(Collection entries)
--- --- ---

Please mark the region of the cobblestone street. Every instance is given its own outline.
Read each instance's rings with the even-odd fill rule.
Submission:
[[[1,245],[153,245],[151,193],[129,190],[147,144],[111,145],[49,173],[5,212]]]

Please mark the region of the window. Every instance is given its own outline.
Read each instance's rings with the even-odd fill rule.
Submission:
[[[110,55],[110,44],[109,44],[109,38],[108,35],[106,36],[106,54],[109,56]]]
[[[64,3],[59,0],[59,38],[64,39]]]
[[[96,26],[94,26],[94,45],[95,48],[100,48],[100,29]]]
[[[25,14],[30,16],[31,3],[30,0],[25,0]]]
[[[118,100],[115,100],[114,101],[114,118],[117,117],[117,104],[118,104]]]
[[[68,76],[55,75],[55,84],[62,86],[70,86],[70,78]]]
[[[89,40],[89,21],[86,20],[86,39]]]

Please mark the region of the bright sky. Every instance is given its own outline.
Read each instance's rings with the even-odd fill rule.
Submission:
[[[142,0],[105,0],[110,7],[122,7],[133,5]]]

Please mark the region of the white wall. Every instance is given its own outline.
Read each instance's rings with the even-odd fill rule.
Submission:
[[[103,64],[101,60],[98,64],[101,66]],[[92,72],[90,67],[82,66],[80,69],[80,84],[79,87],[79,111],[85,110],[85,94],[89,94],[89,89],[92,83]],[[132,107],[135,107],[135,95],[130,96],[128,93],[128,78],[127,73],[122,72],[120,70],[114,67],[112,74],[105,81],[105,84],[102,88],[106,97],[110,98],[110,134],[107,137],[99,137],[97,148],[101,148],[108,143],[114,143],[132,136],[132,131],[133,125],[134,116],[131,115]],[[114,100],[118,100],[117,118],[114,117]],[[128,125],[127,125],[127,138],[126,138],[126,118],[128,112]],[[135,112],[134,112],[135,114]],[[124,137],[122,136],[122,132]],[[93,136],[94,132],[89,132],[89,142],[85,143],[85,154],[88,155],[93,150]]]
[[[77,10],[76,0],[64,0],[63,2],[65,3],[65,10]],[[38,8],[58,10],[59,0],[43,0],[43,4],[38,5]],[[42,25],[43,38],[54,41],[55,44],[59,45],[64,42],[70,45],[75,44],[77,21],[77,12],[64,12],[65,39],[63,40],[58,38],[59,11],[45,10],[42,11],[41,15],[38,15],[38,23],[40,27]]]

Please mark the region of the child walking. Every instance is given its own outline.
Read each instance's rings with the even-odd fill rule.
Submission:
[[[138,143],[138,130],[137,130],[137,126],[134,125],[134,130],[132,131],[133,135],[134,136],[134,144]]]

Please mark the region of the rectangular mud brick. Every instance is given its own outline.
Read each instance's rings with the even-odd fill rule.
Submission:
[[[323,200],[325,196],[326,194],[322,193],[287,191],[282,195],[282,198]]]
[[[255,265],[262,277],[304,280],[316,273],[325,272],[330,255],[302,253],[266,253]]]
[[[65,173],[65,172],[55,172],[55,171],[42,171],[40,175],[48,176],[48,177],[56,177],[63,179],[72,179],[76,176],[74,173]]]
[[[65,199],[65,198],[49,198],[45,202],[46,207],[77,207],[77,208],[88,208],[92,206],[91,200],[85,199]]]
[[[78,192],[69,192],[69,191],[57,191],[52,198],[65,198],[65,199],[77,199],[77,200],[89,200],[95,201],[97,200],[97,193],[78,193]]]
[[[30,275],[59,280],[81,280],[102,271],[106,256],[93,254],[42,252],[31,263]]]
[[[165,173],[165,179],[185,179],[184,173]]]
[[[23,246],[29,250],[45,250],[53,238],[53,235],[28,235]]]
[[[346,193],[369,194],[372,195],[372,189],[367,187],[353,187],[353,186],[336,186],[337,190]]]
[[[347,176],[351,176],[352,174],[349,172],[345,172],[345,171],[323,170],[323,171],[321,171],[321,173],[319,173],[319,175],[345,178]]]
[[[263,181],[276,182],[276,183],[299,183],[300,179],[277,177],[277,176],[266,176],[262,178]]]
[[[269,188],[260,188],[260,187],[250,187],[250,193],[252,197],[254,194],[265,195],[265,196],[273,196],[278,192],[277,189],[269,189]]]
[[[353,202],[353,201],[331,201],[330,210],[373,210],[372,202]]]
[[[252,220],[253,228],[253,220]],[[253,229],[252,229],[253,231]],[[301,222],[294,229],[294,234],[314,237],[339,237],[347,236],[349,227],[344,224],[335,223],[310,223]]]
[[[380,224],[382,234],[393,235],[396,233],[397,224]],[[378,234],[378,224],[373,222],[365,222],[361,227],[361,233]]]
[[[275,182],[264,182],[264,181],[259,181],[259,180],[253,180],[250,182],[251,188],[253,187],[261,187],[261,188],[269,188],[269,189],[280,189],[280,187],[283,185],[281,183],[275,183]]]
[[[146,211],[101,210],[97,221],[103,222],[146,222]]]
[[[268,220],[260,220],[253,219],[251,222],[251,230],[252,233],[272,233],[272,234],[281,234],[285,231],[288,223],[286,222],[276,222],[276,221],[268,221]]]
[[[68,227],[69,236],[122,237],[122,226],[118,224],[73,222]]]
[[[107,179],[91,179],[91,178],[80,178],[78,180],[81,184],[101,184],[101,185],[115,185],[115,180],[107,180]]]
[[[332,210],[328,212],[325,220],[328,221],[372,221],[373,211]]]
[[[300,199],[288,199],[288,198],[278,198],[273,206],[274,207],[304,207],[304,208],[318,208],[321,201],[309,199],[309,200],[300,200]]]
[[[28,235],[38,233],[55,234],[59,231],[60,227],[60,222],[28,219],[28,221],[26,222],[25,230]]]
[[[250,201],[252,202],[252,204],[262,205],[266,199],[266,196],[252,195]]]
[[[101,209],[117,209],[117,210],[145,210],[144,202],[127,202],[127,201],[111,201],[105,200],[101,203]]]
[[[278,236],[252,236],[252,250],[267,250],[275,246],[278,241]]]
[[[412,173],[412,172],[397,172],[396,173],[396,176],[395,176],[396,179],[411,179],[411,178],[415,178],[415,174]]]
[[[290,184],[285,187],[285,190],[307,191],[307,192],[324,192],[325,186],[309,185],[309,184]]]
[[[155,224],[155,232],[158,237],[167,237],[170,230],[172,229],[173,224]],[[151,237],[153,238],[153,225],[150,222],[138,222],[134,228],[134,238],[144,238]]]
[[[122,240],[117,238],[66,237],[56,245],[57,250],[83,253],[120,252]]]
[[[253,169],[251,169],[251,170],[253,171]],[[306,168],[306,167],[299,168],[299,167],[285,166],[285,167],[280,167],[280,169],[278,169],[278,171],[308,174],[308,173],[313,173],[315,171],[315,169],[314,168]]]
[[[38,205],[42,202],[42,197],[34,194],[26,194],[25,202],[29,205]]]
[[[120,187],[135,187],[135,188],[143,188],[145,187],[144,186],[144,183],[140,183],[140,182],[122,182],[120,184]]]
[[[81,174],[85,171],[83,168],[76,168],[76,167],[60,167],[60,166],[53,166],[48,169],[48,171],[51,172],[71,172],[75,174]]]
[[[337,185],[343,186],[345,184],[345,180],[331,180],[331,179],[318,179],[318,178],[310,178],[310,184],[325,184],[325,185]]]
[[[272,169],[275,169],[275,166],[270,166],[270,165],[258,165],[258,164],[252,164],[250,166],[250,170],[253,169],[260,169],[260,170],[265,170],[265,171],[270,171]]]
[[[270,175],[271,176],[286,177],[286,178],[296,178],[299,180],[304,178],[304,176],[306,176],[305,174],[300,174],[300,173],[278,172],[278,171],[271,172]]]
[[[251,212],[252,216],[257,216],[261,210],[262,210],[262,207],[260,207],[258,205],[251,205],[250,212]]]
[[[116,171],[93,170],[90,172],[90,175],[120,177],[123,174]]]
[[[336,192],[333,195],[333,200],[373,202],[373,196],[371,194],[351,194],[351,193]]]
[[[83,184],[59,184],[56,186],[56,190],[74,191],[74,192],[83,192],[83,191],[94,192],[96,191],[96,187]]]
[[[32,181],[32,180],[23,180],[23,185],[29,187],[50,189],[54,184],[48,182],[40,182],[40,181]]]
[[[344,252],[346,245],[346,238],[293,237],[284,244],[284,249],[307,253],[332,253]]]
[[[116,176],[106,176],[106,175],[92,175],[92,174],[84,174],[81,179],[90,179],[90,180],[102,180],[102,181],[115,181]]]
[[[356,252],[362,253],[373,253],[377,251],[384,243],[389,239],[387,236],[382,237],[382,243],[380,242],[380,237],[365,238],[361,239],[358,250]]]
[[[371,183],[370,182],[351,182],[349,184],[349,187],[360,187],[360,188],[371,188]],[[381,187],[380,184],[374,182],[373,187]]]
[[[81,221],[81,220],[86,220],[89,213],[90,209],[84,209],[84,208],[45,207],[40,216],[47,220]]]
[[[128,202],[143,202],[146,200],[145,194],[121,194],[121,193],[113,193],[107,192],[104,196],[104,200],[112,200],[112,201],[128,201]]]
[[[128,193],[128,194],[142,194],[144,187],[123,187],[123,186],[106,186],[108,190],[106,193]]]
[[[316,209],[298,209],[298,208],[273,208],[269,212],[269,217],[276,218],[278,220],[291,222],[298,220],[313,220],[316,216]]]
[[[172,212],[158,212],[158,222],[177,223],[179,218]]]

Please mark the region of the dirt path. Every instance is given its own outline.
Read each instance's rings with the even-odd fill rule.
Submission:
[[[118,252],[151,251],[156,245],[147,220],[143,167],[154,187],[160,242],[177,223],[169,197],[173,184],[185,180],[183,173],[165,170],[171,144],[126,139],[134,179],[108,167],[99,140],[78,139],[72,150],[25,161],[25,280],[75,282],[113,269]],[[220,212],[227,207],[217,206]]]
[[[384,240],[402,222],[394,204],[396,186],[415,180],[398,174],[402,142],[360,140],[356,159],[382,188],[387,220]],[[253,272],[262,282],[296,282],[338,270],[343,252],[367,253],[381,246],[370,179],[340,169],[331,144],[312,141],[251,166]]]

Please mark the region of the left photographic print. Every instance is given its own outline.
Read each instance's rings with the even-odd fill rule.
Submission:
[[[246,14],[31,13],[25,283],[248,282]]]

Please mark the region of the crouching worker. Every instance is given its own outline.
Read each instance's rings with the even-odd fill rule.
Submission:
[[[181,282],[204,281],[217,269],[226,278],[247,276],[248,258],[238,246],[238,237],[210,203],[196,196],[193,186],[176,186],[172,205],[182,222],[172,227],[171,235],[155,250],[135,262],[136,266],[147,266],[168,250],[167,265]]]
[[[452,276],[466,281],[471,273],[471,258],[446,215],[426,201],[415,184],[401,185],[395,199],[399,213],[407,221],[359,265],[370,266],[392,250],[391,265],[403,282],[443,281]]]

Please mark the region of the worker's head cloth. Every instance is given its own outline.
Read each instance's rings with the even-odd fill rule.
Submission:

--- --- ---

SHORT TASK
Reproduce the lines of the data above, starting with the line containing "Please mark the region of the dirt" and going on through the line containing "[[[246,14],[31,13],[25,283],[248,282]]]", with both of those lines included.

SOLUTION TO THE PROBLEM
Please mark the region of the dirt path. Every instance is given its own outline.
Read each instance's rings with the even-odd fill rule.
Submission:
[[[118,252],[151,251],[156,245],[147,220],[143,167],[154,187],[160,242],[177,223],[169,197],[173,184],[185,180],[183,173],[165,170],[171,144],[126,139],[134,179],[108,167],[99,140],[78,139],[72,150],[25,161],[25,280],[75,282],[113,269]],[[220,212],[227,207],[217,206]]]
[[[384,240],[402,222],[394,204],[396,186],[415,180],[398,174],[402,142],[360,140],[356,159],[382,188],[387,220]],[[253,272],[262,282],[296,282],[338,270],[343,252],[367,253],[381,246],[370,179],[340,169],[331,144],[312,141],[251,166]]]

Please mark the region of the left photographic print. Every instance is given its own outline.
Read each instance's rings with the even-odd fill rule.
Submission:
[[[246,14],[31,13],[25,283],[248,282]]]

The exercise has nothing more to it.